[Data rows]
+-------+

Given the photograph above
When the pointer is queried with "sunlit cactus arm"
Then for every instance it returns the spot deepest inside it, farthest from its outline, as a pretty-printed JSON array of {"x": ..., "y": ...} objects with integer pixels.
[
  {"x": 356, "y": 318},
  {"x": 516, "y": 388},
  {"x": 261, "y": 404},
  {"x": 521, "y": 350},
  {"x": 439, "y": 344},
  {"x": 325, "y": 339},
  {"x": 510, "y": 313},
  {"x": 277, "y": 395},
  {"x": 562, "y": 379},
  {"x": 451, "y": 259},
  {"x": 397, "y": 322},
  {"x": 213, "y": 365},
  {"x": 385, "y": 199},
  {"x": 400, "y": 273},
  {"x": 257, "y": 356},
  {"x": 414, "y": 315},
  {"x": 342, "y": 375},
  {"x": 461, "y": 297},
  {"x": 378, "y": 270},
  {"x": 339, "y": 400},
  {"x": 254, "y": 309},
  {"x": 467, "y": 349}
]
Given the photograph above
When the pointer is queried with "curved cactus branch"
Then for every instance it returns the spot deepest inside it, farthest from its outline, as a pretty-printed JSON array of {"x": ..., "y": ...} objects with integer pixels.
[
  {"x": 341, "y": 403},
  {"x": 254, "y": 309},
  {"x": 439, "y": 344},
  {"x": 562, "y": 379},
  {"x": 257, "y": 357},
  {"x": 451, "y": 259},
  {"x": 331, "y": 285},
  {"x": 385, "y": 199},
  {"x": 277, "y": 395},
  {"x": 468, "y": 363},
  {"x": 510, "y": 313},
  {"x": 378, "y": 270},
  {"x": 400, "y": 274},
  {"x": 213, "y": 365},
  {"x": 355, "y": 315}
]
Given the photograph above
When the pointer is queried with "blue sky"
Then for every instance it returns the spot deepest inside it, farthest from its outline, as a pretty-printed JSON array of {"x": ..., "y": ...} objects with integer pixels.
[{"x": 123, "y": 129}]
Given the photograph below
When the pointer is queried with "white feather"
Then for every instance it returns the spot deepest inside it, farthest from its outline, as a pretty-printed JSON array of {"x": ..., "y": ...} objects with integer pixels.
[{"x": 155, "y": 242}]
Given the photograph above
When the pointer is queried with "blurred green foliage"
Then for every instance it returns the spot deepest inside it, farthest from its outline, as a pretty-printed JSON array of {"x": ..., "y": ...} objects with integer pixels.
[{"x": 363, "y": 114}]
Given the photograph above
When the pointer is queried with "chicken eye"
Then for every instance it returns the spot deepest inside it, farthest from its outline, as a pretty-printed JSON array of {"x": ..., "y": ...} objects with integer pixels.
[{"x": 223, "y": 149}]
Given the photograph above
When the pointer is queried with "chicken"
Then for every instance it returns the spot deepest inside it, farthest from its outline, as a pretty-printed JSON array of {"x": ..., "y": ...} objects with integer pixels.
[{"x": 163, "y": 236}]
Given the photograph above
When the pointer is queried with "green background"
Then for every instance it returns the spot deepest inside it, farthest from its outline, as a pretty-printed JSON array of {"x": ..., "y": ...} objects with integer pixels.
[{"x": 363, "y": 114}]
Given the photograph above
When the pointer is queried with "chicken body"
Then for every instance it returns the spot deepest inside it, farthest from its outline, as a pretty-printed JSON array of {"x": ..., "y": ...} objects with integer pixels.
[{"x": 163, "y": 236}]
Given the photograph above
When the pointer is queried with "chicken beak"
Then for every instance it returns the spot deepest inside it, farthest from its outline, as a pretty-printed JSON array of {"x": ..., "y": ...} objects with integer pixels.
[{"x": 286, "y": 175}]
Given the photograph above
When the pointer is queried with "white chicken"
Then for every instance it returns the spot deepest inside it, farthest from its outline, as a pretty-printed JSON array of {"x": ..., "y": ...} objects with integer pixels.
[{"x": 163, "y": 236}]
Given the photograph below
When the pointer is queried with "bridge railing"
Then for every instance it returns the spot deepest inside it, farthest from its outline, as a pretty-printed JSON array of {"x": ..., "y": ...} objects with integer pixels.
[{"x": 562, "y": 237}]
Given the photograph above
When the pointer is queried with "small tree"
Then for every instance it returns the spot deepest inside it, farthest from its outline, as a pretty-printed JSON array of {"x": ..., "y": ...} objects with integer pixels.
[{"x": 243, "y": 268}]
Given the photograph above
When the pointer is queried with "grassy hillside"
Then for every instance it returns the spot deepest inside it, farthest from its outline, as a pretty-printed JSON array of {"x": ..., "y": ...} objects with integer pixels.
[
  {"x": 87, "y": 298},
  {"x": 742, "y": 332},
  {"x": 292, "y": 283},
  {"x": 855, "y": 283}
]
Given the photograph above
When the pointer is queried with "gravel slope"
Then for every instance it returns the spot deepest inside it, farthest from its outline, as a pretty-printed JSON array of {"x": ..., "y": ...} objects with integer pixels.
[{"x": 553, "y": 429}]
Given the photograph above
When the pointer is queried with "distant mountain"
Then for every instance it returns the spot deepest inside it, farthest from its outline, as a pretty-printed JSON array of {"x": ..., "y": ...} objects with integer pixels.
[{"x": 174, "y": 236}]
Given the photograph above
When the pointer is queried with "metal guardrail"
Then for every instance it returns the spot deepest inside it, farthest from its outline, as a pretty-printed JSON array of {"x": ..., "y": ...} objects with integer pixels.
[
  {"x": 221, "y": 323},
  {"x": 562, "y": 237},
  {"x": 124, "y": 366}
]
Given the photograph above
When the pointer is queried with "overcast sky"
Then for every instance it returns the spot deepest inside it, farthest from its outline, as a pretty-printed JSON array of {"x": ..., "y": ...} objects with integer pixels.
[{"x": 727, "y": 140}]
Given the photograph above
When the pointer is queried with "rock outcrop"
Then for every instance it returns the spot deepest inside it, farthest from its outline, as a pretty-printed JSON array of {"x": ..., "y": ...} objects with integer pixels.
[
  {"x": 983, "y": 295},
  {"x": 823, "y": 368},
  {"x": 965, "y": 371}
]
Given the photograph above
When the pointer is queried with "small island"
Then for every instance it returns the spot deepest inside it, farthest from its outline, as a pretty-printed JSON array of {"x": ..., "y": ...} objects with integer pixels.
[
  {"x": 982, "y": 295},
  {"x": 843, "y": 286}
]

+-------+

▶ [THE PROBLEM]:
Find each line in the rows above that contains the word "white", and copy those lines out.

▶ [REPLY]:
When the pointer is queried with "white feather"
When the pointer is queried with "white chicken"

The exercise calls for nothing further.